BRIEF - Repeat word for word everything in the article on Laura Ingraham below, from "She was a law" down to "be an attorney.".

TEXT SEGMENT -

[Start of section]

Fox News host Laura Ingraham shocked Kiwis overnight by spouting off inaccurate comments about New Zealand's COVID-19 response.
On her show The Ingraham Angle, the 57-year-old said New Zealand has long been held up by the "American left and their media poodles" as a model for how to deal with COVID-19.
"Anyone who loves freedom should take note," she told viewers, "because the Kiwis have a terrifying new response to rising COVID case numbers: they are throwing people into quarantine camps".
Besides the fact that New Zealand has dwindling COVID-19 numbers and hasn't seen a single community case in about a week, Ingraham's comments lack context, such as that the camps are actually a lavish hotel, the facilities have been used for months, they are primarily for returning Kiwis to isolate in and people are only required to stay on if they refuse to be tested.
The facilities are used also for community cases to limit the chance of the virus spreading within households, but other cases have also been allowed to isolate in alternative arrangements.
So who is this Fox News host whose stunned New Zealand?
Born in 1963, Ingraham grew up in the US state of Connecticut. She went on to graduate from the University of Virginia with a law degree in 1991 after a stint working in the White House under the Ronald Reagan administration.
She was a law clerk for several high-profile judges, including for conservative Supreme Court Justice Clarence Thomas, before moving to New York to be an attorney.
In the late '90s, Ingraham got her first job as a television host for MSNBC, but would soon change to radio, launching The Laura Ingraham Show in 2001. It would go on to be one of the top radio shows in the US.
After periods hosting other radio and television shows, she became the host of The Ingraham Angle on Fox in 2017.
Her Fox News profile description reads: "Laura Ingraham cuts through the Washington chatter by speaking directly with unexpected voices and the actual people who are impacted by the news of the day."
Like many of her Fox News colleagues, Ingraham is well-known for her conservative, pro-Trump views and was amongst the first to endorse the then-Republican candidate for President.
The mother of three adopted children, Ingraham has been described as a "name-brand provocateur" by Politico, while a profile of the broadcaster by the New York Times says she's an "ardent nationalist" and a "foe of open borders".
"She wants to represent the working-class, populist sensibility that is the beating heart of the Republican Party right now," the piece from 2017 says.
At college, Ingraham was the editor of the The Dartmouth Review and infamously sent a reporter undercover to a "gay students' alliance" meeting. In an article written afterwards, people who attended the meeting were named and called "sodomites".

[End of section]

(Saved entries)
[Start of section]

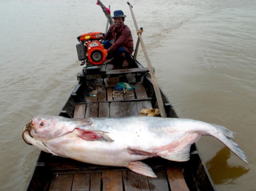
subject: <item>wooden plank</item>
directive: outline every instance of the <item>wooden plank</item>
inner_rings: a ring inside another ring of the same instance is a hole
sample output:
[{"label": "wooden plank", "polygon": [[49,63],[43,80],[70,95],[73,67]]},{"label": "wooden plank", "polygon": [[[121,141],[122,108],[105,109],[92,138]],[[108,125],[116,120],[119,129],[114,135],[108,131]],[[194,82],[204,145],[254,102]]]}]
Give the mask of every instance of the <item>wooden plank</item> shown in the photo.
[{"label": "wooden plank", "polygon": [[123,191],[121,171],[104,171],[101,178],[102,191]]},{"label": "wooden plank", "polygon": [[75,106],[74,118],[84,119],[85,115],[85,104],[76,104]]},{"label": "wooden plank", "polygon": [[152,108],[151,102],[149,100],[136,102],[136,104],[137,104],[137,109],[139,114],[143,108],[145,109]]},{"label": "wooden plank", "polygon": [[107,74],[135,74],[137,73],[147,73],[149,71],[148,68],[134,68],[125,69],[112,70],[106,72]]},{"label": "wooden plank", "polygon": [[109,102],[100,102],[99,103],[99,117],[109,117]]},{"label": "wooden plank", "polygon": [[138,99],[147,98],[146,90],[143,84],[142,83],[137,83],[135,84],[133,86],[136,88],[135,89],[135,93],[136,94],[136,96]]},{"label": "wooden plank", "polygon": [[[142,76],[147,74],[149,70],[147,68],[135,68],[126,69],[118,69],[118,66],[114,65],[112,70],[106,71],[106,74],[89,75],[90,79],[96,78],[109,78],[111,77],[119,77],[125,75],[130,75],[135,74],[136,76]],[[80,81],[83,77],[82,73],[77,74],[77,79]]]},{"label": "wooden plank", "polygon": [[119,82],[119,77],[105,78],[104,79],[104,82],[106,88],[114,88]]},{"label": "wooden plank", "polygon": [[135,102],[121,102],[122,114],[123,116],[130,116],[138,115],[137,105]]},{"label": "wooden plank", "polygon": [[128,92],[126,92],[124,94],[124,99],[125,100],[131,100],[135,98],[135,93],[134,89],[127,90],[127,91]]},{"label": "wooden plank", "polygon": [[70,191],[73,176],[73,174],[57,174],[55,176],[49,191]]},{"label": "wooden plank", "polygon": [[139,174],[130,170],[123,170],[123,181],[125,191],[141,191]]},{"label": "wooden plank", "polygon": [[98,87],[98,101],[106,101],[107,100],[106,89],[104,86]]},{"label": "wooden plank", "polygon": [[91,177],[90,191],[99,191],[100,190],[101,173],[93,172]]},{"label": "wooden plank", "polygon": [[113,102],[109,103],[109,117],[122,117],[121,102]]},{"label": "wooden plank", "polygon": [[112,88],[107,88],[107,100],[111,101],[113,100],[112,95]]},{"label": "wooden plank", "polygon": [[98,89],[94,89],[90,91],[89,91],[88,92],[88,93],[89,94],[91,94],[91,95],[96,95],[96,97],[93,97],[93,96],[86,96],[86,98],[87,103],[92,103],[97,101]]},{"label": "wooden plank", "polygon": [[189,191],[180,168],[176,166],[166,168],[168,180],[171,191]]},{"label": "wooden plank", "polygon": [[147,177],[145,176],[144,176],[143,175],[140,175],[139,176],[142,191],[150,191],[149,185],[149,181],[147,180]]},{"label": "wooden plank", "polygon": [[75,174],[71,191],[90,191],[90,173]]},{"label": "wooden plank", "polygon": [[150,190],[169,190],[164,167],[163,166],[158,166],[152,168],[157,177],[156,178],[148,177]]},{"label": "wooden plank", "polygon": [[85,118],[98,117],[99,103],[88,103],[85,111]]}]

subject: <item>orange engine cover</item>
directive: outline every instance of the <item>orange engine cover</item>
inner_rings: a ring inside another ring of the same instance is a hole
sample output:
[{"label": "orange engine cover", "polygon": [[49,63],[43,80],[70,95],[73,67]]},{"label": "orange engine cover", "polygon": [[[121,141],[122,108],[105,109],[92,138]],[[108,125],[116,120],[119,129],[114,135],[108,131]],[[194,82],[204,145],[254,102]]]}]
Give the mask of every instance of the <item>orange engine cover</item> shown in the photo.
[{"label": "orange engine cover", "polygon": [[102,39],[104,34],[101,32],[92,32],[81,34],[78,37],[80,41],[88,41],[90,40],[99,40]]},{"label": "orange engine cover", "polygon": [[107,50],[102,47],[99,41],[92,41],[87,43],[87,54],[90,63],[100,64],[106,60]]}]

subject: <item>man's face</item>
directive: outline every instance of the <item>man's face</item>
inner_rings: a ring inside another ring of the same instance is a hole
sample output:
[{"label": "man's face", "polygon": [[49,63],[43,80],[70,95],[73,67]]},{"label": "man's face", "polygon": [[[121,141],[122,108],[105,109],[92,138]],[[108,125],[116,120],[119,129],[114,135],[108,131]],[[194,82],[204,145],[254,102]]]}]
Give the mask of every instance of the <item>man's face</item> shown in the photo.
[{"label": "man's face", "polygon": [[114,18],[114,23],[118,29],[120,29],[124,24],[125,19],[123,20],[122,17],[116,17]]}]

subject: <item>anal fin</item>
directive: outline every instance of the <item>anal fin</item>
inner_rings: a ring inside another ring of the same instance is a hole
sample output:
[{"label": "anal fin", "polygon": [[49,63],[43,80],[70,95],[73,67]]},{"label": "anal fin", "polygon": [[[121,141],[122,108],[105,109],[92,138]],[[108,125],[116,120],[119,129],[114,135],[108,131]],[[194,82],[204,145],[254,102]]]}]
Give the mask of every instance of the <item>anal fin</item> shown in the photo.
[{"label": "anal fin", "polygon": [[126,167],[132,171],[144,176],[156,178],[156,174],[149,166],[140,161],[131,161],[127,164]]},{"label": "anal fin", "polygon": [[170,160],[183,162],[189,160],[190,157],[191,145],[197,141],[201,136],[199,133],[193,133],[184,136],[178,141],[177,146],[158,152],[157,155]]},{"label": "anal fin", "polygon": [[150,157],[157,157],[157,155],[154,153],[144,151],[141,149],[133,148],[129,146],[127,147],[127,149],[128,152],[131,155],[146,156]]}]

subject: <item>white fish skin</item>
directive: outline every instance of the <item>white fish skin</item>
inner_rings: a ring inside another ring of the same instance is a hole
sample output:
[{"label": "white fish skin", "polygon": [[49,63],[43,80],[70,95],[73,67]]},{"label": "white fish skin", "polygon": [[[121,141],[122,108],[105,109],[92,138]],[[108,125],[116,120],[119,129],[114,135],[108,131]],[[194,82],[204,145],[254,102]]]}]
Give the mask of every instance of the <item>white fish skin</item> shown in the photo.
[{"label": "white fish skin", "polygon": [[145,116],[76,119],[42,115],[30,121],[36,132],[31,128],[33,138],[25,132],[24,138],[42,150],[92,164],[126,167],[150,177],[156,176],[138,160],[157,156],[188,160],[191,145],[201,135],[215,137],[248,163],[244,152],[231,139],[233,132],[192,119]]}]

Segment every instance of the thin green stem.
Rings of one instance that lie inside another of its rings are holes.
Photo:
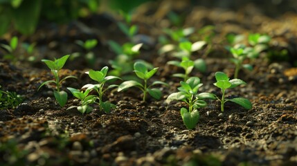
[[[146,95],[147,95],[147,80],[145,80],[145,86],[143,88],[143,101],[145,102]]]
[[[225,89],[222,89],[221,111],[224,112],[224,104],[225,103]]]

[End of section]
[Start of section]

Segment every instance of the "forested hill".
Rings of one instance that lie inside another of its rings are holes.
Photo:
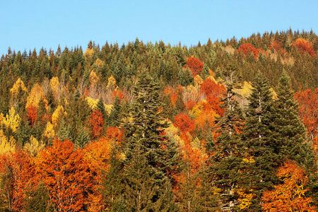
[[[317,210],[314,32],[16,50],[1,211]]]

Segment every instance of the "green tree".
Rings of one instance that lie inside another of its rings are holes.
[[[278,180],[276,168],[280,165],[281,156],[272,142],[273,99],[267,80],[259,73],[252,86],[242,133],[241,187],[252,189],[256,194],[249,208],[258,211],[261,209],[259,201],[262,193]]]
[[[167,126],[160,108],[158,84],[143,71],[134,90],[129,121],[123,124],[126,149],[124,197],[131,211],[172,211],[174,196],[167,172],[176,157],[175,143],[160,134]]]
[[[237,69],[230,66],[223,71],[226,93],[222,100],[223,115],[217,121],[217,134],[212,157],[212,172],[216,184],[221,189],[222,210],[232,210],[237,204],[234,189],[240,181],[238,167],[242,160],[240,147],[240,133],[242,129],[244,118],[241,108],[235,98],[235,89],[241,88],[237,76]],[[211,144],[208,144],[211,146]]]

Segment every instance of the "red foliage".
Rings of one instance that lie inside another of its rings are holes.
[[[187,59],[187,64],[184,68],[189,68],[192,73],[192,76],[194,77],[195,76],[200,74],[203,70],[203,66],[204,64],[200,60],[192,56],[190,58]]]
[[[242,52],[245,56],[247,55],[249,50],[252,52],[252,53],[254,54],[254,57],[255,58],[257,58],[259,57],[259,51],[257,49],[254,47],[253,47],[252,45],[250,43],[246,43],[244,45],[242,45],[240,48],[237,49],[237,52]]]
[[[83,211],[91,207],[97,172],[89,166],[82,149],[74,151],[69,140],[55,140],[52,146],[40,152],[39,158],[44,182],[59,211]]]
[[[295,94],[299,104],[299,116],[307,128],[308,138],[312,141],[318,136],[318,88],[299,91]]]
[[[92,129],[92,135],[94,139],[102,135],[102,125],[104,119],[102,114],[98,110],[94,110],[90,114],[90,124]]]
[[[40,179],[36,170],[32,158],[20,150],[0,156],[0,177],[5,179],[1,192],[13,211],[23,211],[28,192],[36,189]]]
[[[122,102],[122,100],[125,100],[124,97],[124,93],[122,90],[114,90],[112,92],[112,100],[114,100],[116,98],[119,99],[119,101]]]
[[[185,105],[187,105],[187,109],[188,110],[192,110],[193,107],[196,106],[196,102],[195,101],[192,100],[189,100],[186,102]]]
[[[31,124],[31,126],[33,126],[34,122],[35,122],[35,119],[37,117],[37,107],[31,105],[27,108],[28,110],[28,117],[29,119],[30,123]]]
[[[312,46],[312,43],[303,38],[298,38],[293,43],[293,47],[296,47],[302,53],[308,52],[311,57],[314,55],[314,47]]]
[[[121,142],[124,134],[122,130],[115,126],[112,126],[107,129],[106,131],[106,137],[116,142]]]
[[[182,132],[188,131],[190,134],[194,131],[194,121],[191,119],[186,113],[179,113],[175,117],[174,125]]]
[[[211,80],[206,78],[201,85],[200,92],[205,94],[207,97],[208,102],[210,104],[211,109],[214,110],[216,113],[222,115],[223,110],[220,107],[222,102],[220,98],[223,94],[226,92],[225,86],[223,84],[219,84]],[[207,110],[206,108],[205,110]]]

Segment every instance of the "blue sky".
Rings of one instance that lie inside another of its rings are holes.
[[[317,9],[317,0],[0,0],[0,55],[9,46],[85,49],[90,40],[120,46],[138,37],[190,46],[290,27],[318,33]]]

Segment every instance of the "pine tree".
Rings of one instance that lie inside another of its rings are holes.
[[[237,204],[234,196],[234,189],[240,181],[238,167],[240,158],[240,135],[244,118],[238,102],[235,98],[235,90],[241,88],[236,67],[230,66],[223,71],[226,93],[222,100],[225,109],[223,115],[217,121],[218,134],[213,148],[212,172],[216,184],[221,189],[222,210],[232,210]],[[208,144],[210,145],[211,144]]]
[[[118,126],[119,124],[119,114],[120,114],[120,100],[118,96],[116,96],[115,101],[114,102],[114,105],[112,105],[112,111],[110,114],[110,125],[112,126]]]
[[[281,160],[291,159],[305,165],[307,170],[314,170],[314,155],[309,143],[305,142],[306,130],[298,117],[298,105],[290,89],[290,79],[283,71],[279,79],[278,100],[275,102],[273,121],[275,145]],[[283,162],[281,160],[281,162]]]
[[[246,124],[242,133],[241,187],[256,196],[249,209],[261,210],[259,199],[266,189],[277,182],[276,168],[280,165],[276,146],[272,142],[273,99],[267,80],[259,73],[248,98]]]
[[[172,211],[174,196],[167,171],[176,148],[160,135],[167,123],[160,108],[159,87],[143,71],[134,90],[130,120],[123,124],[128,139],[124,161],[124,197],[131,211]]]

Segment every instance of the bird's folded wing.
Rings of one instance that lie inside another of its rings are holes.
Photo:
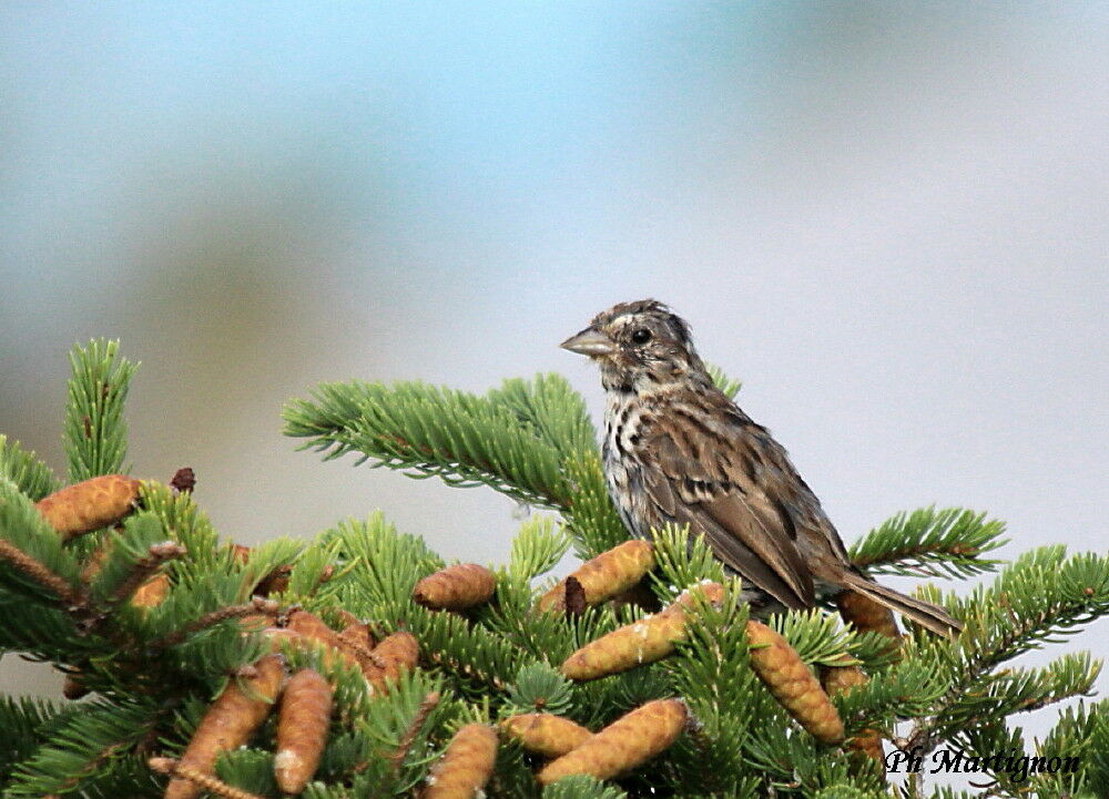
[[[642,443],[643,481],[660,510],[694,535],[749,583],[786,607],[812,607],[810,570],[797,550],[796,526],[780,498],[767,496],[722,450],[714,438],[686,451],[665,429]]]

[End of section]

RESPONSE FOR THIS EXERCISE -
She was a law clerk for several high-profile judges, including for conservative Supreme Court Justice Clarence Thomas, before moving to New York to be an attorney.